## WHAT YOU WILL DO
Would you retype every entry that follows without altering a word?

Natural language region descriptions
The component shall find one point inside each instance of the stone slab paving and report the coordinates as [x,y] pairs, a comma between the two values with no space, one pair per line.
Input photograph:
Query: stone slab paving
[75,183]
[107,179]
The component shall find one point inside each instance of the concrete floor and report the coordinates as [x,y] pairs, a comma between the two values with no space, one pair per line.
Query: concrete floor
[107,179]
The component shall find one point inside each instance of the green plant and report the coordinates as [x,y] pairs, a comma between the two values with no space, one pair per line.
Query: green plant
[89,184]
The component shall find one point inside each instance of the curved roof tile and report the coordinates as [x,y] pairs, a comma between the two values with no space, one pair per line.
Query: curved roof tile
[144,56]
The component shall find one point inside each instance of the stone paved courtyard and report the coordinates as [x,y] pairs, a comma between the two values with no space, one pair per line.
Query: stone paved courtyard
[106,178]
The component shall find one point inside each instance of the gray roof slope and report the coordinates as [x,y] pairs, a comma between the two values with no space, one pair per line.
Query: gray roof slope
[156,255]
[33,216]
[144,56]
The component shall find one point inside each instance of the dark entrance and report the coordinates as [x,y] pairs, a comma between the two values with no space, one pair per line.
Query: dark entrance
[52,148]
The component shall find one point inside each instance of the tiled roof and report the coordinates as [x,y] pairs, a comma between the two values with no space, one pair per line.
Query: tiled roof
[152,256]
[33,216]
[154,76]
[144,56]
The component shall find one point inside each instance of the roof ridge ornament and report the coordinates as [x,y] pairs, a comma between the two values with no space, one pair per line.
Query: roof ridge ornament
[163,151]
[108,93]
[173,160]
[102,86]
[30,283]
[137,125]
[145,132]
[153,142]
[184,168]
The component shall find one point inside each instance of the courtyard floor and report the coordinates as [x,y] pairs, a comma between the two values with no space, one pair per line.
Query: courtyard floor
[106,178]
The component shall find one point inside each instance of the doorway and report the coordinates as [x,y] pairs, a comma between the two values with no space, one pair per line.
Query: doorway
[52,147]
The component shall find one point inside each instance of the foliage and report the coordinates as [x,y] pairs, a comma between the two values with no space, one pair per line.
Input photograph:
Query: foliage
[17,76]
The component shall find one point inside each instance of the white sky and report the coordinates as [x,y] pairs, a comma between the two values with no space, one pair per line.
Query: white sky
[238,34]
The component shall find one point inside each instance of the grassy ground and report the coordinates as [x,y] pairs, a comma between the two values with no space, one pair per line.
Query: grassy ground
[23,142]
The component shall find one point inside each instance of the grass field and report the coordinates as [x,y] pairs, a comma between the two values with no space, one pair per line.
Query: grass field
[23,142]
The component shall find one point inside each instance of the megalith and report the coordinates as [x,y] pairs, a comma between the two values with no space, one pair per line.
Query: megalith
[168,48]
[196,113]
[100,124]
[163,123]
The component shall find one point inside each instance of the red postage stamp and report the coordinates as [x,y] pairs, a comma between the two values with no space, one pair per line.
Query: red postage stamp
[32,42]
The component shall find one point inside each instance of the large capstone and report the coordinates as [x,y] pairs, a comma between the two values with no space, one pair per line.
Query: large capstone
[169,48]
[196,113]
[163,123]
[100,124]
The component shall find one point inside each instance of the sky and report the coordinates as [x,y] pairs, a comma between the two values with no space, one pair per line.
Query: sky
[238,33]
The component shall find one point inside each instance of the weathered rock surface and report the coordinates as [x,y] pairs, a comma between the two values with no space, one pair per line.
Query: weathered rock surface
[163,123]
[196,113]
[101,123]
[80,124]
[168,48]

## OUTPUT BELOW
The component shall find one point inside each instance of the stone slab paving and report the coordinates as [x,y] pairs, a comma between the two values with no space, one pair per line.
Input photograph:
Query: stone slab paving
[75,183]
[107,179]
The component shall find one point inside each instance of the concrete floor and report the coordinates as [x,y] pairs, a comma between the two values with no space, one pair per line.
Query: concrete floor
[107,179]
The component shall find one point inside each instance of the green plant and report the coordinates as [x,y] pairs, a comma between the two values with no space, one pair per line.
Query: green plant
[89,184]
The component shall find one point inside each instance of the curved roof tile and report the coordinates as [x,y] pairs, a comma between the two values with no space, one pair per line.
Query: curved roof tile
[144,56]
The component shall find one point inside each instance of the stone paved courtyard and report the coordinates as [x,y] pairs, a comma between the two values with no space, one pair per line.
Query: stone paved courtyard
[106,178]
The component shall find one point inside each instance of the gray roof slope and report the coordinates as [x,y] pairs, a comma between the two values with no space, one pair per line.
Query: gray roof slope
[156,255]
[33,216]
[144,56]
The component shall find one point inside each instance of the dark entrance and report the coordinates as [x,y] pairs, a comma between the two values with no space, one pair per line.
Query: dark entrance
[52,148]
The component shall find one point inside each instance of the tiled roof and report the coordinates as [x,y] pairs, a comma between the two values with no space, one pair per line.
Query: tiled roof
[152,256]
[33,216]
[154,76]
[144,56]
The component shall find one point inside each instance of the roof ridge ornament and report the coordinates as [x,y] pairs, a comma between the two values with no space, one pair per line.
Query: roof ridge ornament
[163,151]
[108,93]
[173,160]
[102,86]
[30,283]
[137,125]
[145,132]
[153,142]
[184,168]
The component shall find one point inside each instance of the courtyard floor and report the coordinates as [x,y] pairs, a comma between the two values with no space, one pair per line.
Query: courtyard floor
[106,178]
The component shall find one point inside each instance of the doorway and report the coordinates as [x,y] pairs, a comma between the two values with no space, one pair per line.
Query: doorway
[52,147]
The component shall find one point inside each instance of the foliage and report the coordinates as [x,y] pairs, a comma between the two values with no space, one pair per line.
Input photograph:
Query: foliage
[17,76]
The component shall find one point inside each instance of the white sky and report the coordinates as [x,y] pairs, a comma between the two values with no space, one pair per line.
Query: white sky
[238,34]
The component shall find one point inside each instance of the grassy ground and report the coordinates as [x,y] pairs, a comma between the two values with no space, one pair per line.
Query: grassy ground
[23,142]
The component shall find one point inside each instance of the grass field and report the coordinates as [x,y] pairs, a comma between the two values with no space, one pair per line.
Query: grass field
[23,142]
The component shall find one point inside each instance of the megalith and report the coordinates as [x,y] pairs, a comma between the two values with no space, one pair per line.
Query: megalith
[168,48]
[196,113]
[100,124]
[163,123]
The component shall find one point inside each instance of the red postage stamp and report the coordinates as [x,y] pairs, a comma between the two values with no space, one pair per line.
Query: red postage stamp
[32,42]
The component shall find one point inside each instance of the large capstone and report the coordinates as [x,y] pairs, a comma between the two values with no space, one pair per line.
Query: large capstone
[169,48]
[196,113]
[163,123]
[100,124]
The component shall find one point inside each instance of the sky and report the coordinates as [x,y] pairs, a comma between the two values with no space, one pair per line.
Query: sky
[238,33]
The component shall find one point inside each instance of the weathered rock surface and report the coordinates as [x,y] pairs, a comma between the two values with no space, one pair per line.
Query: weathered rock surface
[163,123]
[196,113]
[101,123]
[80,124]
[168,48]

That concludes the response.